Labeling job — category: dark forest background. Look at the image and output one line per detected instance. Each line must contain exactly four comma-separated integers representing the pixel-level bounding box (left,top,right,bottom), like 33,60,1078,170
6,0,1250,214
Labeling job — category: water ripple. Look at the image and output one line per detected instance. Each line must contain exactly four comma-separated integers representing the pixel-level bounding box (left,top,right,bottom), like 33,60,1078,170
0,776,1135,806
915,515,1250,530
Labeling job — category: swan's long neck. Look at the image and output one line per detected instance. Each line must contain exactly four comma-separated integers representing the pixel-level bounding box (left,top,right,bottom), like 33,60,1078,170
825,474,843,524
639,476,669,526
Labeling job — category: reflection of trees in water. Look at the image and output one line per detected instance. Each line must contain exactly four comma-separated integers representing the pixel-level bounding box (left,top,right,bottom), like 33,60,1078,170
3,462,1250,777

**WORK INSTRUCTIONS:** Can you copy out every line of the records above, character for character, with nothing changed?

**SOLUTION TO THIS PROBLEM:**
Labeling job — category: dark forest background. Look at the image and output one line per detected instance. Each line must contain exactly four comma-separated integers representing the pixel-level bounding box (left,top,right,bottom), like 33,60,1078,170
6,0,1250,214
Labeling job — category: water ripple. Look at the image and output one line per detected instance. Each line must contain exactly four comma-separated integers representing the pixel-level bounding box (left,top,right,bottom), like 33,60,1078,170
0,776,1135,806
915,515,1250,530
Labeling job — category: swan's long neck. Look at the image and output one line per detected instance. Each line must contain exactly four comma-separated integers representing the pixel-level bounding box (left,top,right,bottom), like 33,60,1078,170
825,474,843,524
639,476,669,526
Labeling job — category: reflection of trees in water. Look at the image and output one line per detected instance. Each line must contain exactly four comma-separated integers representing the pixel-level bounding box (left,top,right,bottom), like 33,60,1078,170
3,462,1250,777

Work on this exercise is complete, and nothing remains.